## What you will do
Reproduce all of the material, keeping each line intact.

## Dataset extract
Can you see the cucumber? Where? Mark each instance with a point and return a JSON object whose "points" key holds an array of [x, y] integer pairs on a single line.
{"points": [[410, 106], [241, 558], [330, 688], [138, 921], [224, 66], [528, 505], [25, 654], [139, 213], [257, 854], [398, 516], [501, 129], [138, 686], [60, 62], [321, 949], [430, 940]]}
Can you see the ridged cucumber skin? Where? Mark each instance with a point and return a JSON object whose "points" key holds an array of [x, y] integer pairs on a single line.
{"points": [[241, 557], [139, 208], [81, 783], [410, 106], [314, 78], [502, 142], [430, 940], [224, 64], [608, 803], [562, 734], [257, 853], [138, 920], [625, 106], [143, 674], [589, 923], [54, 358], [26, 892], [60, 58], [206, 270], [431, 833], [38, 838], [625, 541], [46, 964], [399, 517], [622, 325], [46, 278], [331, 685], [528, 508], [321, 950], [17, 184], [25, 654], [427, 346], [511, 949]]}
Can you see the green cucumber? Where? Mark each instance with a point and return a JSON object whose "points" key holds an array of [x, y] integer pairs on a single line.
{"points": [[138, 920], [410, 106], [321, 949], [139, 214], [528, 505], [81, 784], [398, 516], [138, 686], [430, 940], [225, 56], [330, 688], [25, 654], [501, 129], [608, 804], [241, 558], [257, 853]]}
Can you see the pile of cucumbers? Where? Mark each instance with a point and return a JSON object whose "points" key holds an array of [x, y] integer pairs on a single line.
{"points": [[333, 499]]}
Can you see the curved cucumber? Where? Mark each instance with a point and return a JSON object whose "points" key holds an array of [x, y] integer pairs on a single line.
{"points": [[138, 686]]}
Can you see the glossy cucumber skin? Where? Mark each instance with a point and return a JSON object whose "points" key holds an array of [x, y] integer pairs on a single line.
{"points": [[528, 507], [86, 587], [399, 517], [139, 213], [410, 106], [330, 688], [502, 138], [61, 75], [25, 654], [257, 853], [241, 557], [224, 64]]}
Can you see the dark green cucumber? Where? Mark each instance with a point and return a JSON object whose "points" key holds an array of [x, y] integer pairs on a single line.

## Expected answer
Can you see the cucumber? Where? Mark each instance with a point and return a JSON object whose "points" key holds an array of [x, y] integer pairs on a single line.
{"points": [[410, 106], [241, 558], [330, 688], [138, 921], [224, 66], [528, 505], [25, 654], [139, 213], [257, 854], [398, 516], [501, 129], [138, 686], [60, 62], [321, 949], [430, 940]]}
Can you see the ridged cucumber skin? Where? Mark each instance with a point and return a JSON object whose "points" key holds an array of [x, y] integer pairs on a single line.
{"points": [[241, 557], [139, 208], [81, 783], [410, 106], [314, 78], [502, 142], [430, 940], [224, 64], [608, 803], [562, 734], [257, 853], [138, 920], [625, 106], [143, 674], [589, 923], [54, 358], [26, 892], [60, 58], [206, 270], [431, 833], [38, 838], [625, 541], [46, 964], [399, 517], [622, 325], [46, 278], [331, 685], [528, 508], [321, 950], [17, 184], [25, 654], [427, 346], [511, 949]]}
Can you see the green cucumber? Where? Mark each instance with a point and return a JSON object whose "points" key holds an array of [x, y] integer pairs on a single line.
{"points": [[138, 920], [410, 106], [321, 949], [139, 214], [528, 505], [81, 784], [398, 516], [138, 686], [430, 940], [225, 56], [330, 688], [25, 654], [501, 129], [608, 804], [241, 558], [257, 853]]}
Can you see the pile of cucumbers? Where? Mark each instance with a point and return a JSON object whose "points" key holds an array of [x, y] integer pairs on a single line.
{"points": [[333, 499]]}
Can you see the curved cucumber? Where? Mark each instance with a point and return a JSON object whose "points" key holds an array of [x, y] integer pairs on a single line.
{"points": [[138, 686]]}
Can you see the glossy cucumber skin? Where? Mark each instance with a point and return a JSON object whose "points" key holds an array of [x, y] integer pairs on a single line.
{"points": [[528, 507], [86, 587], [399, 517], [139, 213], [410, 106], [330, 688], [502, 138], [61, 75], [25, 654], [257, 853], [241, 557], [224, 64]]}
Can you see the dark green cucumber? Where? Mark each instance with a point and return a JSON object whose "points" key holds an array of [x, y] integer pairs on a single line.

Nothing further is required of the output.